**Aim of the task**
Decide whether each statement agrees with the news excerpt about Knuth below: (a) as of April 2022, Knuth had raised nothing for women's track; (b) the softball equipment theft was discovered in the evening; (c) the employee's attorneys wrote to Sandoval in May. Answer yes or no for each and quote the deciding words.

Document section Start Marker

According to donation data provided by the university, Knuth as of April 2022 had raised little money for the teams that needed it the most: $30,000 toward a locker room for the women’s swimming and diving team; $23,000 for softball stadium upgrades; and nothing for women’s track.

As the Elevate campaign floundered, the university quietly conducted a fourth investigat­ion into Knuth’s conduct toward women.

A female athletic department employee complained to the university’s Title IX office in March 2021 that Knuth made disparagin­g comments about pregnant women. She accused the school of turning a “blind eye” toward Knuth’s sex discrimina­tion in a letter her attorneys wrote to Sandoval that May.

One year later, the employee received a one-page letter from Doucettper­ry, the Title IX coordinato­r. No investigat­ion report or rationale for the findings was attached – a standard practice at other universiti­es.

“A prepondera­nce of the evidence does not support a conclusion that you or other University employees within the Athletics Department were subjected to unlawful discrimina­tion, harassment or retaliatio­n,” the May 2022 letter from Doucettper­ry said. “The investigat­ion is now closed.”

Athletic director Knuth gets payout and a new home

The sky was still dark when Nevada softball coaches and players arrived at their makeshift locker room early one morning in March 2022 to pick up their gear ahead of a road series. They quickly discovered that thousands of dollars worth of bats, gloves, equipment bags and sunglasses had been stolen.

Document section End Marker
Source information Start Marker

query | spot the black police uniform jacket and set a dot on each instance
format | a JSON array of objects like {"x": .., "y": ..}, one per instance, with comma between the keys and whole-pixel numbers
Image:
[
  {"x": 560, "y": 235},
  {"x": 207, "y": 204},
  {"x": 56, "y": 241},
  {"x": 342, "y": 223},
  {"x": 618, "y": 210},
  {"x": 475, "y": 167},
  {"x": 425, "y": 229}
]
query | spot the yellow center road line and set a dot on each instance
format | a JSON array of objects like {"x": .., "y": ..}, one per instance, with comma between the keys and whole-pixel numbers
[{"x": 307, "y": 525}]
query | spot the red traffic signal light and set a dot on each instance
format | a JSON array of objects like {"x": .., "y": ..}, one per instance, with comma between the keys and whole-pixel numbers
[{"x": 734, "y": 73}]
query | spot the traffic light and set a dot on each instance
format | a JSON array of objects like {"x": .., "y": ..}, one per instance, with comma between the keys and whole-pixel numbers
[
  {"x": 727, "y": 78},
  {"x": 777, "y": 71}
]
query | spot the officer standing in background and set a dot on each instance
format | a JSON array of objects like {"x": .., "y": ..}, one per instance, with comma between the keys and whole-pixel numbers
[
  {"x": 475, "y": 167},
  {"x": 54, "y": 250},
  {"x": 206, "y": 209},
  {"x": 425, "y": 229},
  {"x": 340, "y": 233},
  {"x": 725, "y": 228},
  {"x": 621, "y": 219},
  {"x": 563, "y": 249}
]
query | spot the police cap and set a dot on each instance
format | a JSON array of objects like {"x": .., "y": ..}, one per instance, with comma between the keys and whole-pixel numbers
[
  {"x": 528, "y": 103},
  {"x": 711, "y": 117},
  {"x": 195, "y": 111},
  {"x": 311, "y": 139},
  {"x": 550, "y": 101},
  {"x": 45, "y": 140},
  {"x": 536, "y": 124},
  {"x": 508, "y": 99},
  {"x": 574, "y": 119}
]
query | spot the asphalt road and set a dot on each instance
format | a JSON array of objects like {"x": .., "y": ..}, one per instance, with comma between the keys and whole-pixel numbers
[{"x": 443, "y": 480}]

Source information End Marker

**Response to the exercise**
(a) Yes: "and nothing for women’s track."
(b) No: "The sky was still dark when Nevada softball coaches and players arrived at their makeshift locker room early one morning in March 2022"
(c) Yes: "in a letter her attorneys wrote to Sandoval that May."